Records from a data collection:
+++

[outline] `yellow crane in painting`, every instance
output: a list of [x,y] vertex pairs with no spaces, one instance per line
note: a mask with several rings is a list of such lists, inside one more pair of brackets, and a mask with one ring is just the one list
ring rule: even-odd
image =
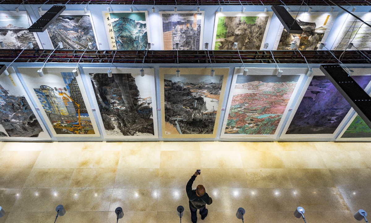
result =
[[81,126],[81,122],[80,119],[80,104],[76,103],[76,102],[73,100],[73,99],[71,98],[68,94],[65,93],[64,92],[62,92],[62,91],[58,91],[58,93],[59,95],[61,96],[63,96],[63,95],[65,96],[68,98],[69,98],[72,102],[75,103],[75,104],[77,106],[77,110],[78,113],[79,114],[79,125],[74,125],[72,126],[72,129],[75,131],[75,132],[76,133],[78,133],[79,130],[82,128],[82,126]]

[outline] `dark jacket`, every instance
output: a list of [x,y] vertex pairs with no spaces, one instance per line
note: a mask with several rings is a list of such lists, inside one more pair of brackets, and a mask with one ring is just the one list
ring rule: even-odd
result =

+++

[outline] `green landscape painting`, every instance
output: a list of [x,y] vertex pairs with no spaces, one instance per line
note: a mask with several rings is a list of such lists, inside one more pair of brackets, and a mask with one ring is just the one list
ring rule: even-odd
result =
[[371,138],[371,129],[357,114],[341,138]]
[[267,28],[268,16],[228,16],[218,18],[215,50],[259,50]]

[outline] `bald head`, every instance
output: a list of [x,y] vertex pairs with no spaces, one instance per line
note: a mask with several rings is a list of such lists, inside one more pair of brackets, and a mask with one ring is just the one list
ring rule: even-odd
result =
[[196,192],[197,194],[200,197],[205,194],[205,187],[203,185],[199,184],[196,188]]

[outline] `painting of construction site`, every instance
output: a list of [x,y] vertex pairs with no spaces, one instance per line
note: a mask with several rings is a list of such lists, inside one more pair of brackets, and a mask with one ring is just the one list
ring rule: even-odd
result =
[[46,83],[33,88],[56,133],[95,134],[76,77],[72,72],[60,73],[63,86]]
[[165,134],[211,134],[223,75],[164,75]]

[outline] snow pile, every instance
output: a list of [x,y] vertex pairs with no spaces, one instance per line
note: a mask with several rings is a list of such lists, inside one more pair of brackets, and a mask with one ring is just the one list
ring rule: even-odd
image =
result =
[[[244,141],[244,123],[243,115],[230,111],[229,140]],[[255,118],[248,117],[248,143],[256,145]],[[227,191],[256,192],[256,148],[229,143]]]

+++

**Description of the task:**
Return each line of the data above that contains the word "every".

**Solution to this problem:**
[outline] `yellow crane in painting`, every instance
[outline] `dark jacket`, every instance
[outline] `green landscape painting`, every instance
[outline] `bald head`, every instance
[outline] `painting of construction site`, every instance
[outline] snow pile, every instance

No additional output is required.